## [Document]
"Merleau-Ponty vient de se signaler à l'attention d'un vaste public, en écrivant un livre de philosophie politique: Les Aventures de la dialectique.
Ce livre relève donc d'une critique politique et philosophique, qui détermine l'articulation exacte de la philosophie de M. Maurice-Ponty avec sa politique [...]
Fait remarquable [cette articulation] n'est pas exposée par M. Merleau-Ponty lui-même dans son livre. Sa position politique se connaît par ailleurs: par sa collaboration à l'organe politique de M. Mendès-France, à savoir L'Express. Dans l'oeuvre philosophique du distingué professeur au Collège de France, la position politique reste inexprimée comme telle, si ce n'est en quelques formules sibyllines et de préférence empruntées à Marx. Par exemple celle-ci:
La limite du Capital est le capital lui-même.
Formule qui, prise hors du contexte, hors de la théorie des contradictions externes et internes du capitalisme, vise à mettre sous le signe de Marx le néo-capitalisme ; et cela en démontrant ce dernier par sa propre idée, par son hypothèse. Si nous imaginons un néo-capitalisme, c'est que nous sommes encore dans les limites du capitalisme, donc le néo-capitalisme est possible ! [...] Singulière justification ou "monstration". Le pur relativisme, la théorie du choix pur sans fondement objectif parmi les possibilités également possibles, entraînent logiquement une telle attitude. [...]
La bourgeoisie française a ses objectifs en politique intérieure, qui cadrent nécessairement avec la politique extérieure. Une fraction de la bourgeoisie substitue le "contrainment" au "roll-back" quand la conjecture de guerre s'atténue. Elle se propose en politique intérieure de coaliser -sous couvert de pure république ou de pure démocratie- les autres classes contre la classe ouvrière. En y joignant si possible une fraction de celle-ci. La classe ouvrière étant par ailleurs surexploitée sous couvert de productivité et d'intérêt général ; réduite en quantité et en qualité ; et enfin submergée sous des couches intermédiaires, chargées de "services" plus ou moins improductifs, voire simplement parasitaires." (pp.44-45)
"La pensée objective, celle de la philosophie classique et de la logique, aurait élaboré le concept d'objet ou de chose, c'est-à-dire les prétendues évidences du "réalisme naïf". Ainsi cette pensée, [selon la Phénoménologie de la perception], s'enferme dans des alternatives et des dilemmes. Elle quitte la conscience pour prendre comme donné un de ses résultats (le concept d'objet ou de chose). Elle se condamne ainsi à osciller sans cesse d'une "objectivité absolue à une subjectivité absolue"." (p.46)

## [Consignes de l'exercice]
1. Recopiez le passage de l'extrait sur Merleau-Ponty qui va de « Ce livre relève » jusqu'à « le capital lui-même. », en remplaçant « Collège de France » par « École normale supérieure ».
2. Rédigez la suite de l'extrait sur Merleau-Ponty à partir de sa dernière phrase.
Les entrées qui suivent n'ont aucun rôle dans ce travail.

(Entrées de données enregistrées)
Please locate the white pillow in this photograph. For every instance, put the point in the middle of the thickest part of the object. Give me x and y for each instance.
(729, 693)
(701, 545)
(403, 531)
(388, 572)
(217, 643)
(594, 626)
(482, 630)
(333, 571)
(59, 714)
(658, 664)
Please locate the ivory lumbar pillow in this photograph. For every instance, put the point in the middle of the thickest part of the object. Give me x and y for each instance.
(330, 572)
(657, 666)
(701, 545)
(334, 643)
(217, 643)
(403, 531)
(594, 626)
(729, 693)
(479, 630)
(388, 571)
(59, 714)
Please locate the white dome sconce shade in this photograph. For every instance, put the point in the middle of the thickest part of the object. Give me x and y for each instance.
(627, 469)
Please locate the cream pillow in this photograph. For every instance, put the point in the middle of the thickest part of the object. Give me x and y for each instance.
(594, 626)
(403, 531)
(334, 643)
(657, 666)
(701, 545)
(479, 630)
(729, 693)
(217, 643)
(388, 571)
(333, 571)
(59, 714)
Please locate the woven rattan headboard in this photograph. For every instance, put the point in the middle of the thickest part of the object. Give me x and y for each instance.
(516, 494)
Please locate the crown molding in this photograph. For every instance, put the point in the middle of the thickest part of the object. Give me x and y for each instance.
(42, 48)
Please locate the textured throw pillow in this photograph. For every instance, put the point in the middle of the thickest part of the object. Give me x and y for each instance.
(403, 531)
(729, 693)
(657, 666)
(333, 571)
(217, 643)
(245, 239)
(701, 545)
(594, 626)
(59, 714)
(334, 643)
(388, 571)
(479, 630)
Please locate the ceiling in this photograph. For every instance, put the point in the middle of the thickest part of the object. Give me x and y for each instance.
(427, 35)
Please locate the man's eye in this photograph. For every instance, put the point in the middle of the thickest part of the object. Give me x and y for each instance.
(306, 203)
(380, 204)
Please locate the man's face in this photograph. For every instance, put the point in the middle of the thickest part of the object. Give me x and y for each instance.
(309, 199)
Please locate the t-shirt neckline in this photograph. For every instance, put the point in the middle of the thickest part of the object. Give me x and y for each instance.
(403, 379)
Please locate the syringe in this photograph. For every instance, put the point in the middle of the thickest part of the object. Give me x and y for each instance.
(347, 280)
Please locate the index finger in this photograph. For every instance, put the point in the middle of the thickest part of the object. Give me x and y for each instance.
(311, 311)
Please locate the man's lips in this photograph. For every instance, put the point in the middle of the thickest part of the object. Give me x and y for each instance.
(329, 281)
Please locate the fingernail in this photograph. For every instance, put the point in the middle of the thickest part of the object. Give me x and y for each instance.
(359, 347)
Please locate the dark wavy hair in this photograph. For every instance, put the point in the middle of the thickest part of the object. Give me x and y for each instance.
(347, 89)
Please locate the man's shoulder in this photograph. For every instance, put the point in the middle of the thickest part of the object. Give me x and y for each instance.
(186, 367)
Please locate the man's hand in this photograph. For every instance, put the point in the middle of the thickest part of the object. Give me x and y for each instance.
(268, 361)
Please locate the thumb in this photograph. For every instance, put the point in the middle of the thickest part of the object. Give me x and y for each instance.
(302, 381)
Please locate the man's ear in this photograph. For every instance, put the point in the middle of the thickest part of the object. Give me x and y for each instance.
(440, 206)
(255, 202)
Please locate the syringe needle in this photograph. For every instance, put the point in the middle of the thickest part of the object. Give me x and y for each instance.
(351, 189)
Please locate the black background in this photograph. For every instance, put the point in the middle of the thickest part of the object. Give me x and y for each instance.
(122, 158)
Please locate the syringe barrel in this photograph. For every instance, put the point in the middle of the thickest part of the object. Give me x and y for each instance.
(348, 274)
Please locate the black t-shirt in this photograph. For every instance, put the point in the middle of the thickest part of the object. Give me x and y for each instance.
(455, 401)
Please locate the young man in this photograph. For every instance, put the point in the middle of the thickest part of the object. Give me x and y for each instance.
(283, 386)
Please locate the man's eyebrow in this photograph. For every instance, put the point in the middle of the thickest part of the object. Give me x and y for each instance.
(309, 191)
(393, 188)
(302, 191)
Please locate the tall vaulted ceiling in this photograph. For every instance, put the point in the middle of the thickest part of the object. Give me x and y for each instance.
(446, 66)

## [Exercices corrigés]
1.
Ce livre relève donc d'une critique politique et philosophique, qui détermine l'articulation exacte de la philosophie de M. Maurice-Ponty avec sa politique [...]
Fait remarquable [cette articulation] n'est pas exposée par M. Merleau-Ponty lui-même dans son livre. Sa position politique se connaît par ailleurs: par sa collaboration à l'organe politique de M. Mendès-France, à savoir L'Express. Dans l'oeuvre philosophique du distingué professeur au École normale supérieure, la position politique reste inexprimée comme telle, si ce n'est en quelques formules sibyllines et de préférence empruntées à Marx. Par exemple celle-ci:
La limite du Capital est le capital lui-même.

2.
"L'analyse réflexive intellectualiste et la philosophie de la connaissance prolongeraient ainsi l'attitude naturelle ; ou du moins elles n'en dissiperaient que la plus grossière illusion: l'ignorance du sujet comme tel (comme activité) par la pensée naïve et naïvement objective. Mais alors, réagissant contre cette ignorance et posant la conscience en général, ou le "je" pur, ou l' "ego transcendantal", la philosophie classique de la connaissance s'engage dans un problème insoluble: dans un dilemme, celui du matérialisme et de l'idéalisme.
Il y aurait là une fausse alternative à laquelle reste fixée la philosophie [...] et notamment le marxisme-léninisme ; et aussi celle de M. Sartre (celui-ci posant l' "En-soi" et le "Pour-soi", l'un devant l'autre et hors de l'autre, le sujet, le "pour-soi", devenant pur néant ; trou-dans-le-monde).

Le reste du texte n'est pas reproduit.